(Stored items)

— begin —

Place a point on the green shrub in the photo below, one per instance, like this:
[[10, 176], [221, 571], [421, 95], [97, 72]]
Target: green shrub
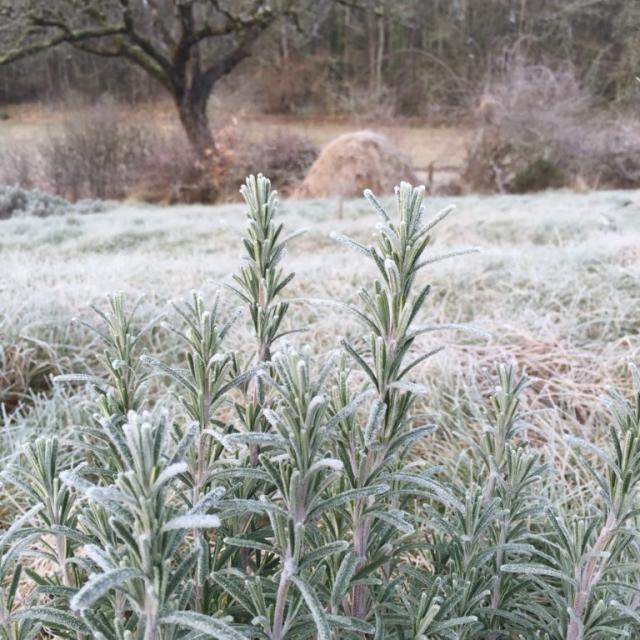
[[281, 494]]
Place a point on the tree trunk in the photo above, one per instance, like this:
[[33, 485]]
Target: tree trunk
[[192, 109]]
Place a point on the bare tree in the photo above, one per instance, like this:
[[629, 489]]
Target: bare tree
[[186, 45]]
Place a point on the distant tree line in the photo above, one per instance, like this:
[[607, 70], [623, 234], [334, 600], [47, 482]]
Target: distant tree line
[[424, 54]]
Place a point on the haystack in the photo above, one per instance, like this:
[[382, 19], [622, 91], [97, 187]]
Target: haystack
[[354, 162]]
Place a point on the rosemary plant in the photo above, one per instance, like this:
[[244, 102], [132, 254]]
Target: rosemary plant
[[287, 495]]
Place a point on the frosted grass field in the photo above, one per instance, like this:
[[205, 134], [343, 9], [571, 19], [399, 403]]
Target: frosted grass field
[[555, 288]]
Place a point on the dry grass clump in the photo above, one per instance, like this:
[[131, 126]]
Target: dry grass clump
[[24, 368], [538, 128], [353, 161], [562, 375]]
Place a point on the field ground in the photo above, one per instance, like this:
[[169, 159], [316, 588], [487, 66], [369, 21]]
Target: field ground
[[556, 288], [444, 146]]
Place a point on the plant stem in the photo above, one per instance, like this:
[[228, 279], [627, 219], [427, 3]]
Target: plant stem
[[586, 578]]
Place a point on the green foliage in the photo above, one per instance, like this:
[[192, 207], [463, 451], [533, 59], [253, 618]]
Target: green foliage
[[283, 497]]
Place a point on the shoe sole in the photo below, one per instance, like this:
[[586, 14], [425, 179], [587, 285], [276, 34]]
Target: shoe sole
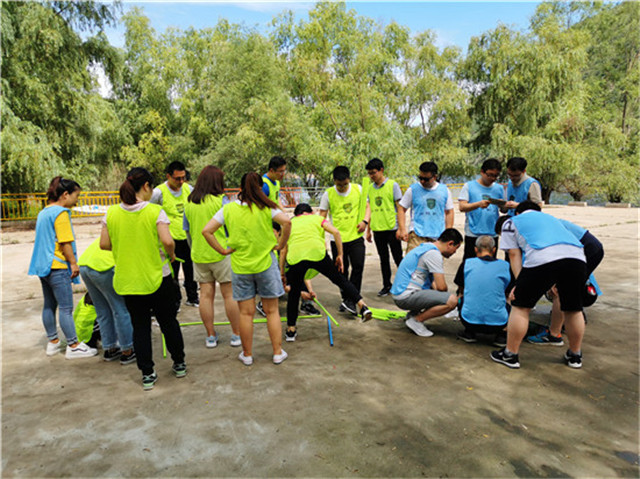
[[509, 365]]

— end —

Switch "one per instance" to "one for each instance" everywhere in the entries above, keeping every other part the same, and leave the pictures out of your output.

Place a point on the green shrub in the photo below, one for each instance, like this:
[[10, 176], [221, 571], [421, 95], [97, 72]]
Target: green shrub
[[281, 494]]
Place a point on the tree trunk in the photo above, one for each instance, like this:
[[33, 485]]
Target: tree trunk
[[192, 109]]
Place a point on the bare tree in the photo above, one for each instance, like this:
[[629, 489]]
Target: bare tree
[[186, 45]]
Place a point on the distant tree line in the photo above, one for each instance, like this:
[[607, 70], [623, 234], [334, 600], [47, 482]]
Target: distant tree line
[[424, 54]]
Place a point on the haystack in the photo above, one for each instance, like this:
[[382, 19], [622, 91], [97, 187]]
Target: haystack
[[354, 162]]
Place a point on the rosemary plant in the photo above, one for each instance, like this:
[[244, 102], [132, 254]]
Target: rosemary plant
[[287, 495]]
Place a point on the frosted grass field in the photo above, one for each instance, like this:
[[205, 134], [343, 9], [571, 19], [399, 403]]
Target: frosted grass field
[[555, 288]]
Place a point on the dry grass clump in the photo above, one for each instance, like this:
[[131, 126]]
Target: dry grass clump
[[24, 368], [538, 128], [353, 161], [562, 375]]
Place a point on the field ground in the photo above, one for each instance, like this:
[[169, 159], [316, 588], [487, 66], [369, 21]]
Target: field ground
[[556, 288], [444, 146]]
Place a point on the plant stem in the photo above, one for each instance, like this:
[[228, 279], [627, 219], [427, 3]]
Target: plant stem
[[586, 578]]
Place a point on the green foliage in the photo above, one for each instance, like this:
[[192, 207], [463, 451], [533, 59], [253, 618]]
Target: green foliage
[[283, 497]]
Place a point on the shoe sole in the photo below, one for each instance, like this:
[[586, 14], [425, 179], [587, 285], [276, 34]]
Target: shoe sole
[[509, 365]]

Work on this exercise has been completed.